_DATASET ROWS_.
◇ ◇ ◇ ◇ ◇ ◇ ◇

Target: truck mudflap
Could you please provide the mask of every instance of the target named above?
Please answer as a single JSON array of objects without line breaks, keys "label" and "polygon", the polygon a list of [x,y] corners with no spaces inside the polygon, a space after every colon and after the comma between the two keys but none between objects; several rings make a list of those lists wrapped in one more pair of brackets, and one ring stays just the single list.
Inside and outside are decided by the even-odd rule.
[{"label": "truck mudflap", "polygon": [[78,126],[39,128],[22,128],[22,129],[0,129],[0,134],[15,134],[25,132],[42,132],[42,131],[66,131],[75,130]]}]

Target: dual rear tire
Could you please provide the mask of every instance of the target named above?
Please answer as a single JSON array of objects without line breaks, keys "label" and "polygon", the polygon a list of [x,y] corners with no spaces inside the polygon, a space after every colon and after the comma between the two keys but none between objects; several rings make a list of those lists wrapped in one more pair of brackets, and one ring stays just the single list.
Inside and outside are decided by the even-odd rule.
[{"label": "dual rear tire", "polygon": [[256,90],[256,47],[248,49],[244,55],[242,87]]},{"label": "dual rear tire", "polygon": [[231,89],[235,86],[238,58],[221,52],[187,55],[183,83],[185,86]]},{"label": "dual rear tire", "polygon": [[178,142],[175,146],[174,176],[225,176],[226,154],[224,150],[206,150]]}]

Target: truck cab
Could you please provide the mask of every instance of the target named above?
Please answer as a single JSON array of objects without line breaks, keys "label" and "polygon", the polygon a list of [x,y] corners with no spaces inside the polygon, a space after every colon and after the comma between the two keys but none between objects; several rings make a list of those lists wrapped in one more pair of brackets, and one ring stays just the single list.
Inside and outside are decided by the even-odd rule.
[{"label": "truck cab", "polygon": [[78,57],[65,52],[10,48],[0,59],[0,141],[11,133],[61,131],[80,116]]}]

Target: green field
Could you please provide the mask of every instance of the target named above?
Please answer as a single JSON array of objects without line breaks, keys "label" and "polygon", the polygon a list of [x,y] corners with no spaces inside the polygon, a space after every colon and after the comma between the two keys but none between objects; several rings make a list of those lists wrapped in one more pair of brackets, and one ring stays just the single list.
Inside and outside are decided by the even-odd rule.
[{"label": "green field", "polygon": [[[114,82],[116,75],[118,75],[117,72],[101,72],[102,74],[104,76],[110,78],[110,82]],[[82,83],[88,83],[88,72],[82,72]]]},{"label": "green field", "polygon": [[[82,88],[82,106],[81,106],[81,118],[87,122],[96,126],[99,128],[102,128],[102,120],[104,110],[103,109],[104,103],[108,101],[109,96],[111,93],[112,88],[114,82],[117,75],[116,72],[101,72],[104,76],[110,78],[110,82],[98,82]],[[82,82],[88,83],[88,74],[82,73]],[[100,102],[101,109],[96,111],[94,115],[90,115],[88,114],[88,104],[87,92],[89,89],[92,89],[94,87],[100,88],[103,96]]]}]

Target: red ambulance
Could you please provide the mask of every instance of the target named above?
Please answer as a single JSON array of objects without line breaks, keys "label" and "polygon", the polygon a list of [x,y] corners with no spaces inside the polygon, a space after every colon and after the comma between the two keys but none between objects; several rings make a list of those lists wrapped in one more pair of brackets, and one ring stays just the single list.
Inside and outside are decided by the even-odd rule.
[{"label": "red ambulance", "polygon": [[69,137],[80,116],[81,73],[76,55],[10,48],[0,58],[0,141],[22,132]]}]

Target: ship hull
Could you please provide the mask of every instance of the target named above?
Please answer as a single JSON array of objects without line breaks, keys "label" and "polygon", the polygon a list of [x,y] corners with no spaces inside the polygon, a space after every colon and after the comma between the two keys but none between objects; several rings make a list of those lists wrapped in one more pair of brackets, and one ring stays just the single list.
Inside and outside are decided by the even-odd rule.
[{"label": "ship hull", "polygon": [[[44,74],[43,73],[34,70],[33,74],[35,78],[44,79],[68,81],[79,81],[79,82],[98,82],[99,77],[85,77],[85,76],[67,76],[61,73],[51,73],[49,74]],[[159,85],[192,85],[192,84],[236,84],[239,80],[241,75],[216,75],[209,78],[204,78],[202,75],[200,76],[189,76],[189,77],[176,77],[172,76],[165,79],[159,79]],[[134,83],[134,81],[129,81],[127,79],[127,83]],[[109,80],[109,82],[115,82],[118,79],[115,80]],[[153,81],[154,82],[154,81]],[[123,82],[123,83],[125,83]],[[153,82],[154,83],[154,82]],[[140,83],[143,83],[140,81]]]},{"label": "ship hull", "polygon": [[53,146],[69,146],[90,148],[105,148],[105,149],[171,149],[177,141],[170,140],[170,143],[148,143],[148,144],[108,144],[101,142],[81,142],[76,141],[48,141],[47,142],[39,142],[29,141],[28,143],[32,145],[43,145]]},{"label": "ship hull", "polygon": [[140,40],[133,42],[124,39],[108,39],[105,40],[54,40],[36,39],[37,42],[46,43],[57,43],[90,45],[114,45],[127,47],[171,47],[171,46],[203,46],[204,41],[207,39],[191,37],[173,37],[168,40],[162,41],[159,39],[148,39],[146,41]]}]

◇ ◇ ◇ ◇ ◇ ◇ ◇

_WRITTEN INSTRUCTION_. Pull out every line of the listing above that contains the string "truck", copying each one in full.

_WORKED SOLUTION_.
Target: truck mudflap
[{"label": "truck mudflap", "polygon": [[78,126],[39,128],[22,128],[22,129],[0,129],[0,134],[15,134],[25,132],[42,132],[42,131],[66,131],[75,130]]}]
Target: truck cab
[{"label": "truck cab", "polygon": [[78,57],[65,52],[10,48],[0,59],[0,141],[11,133],[61,131],[80,116]]}]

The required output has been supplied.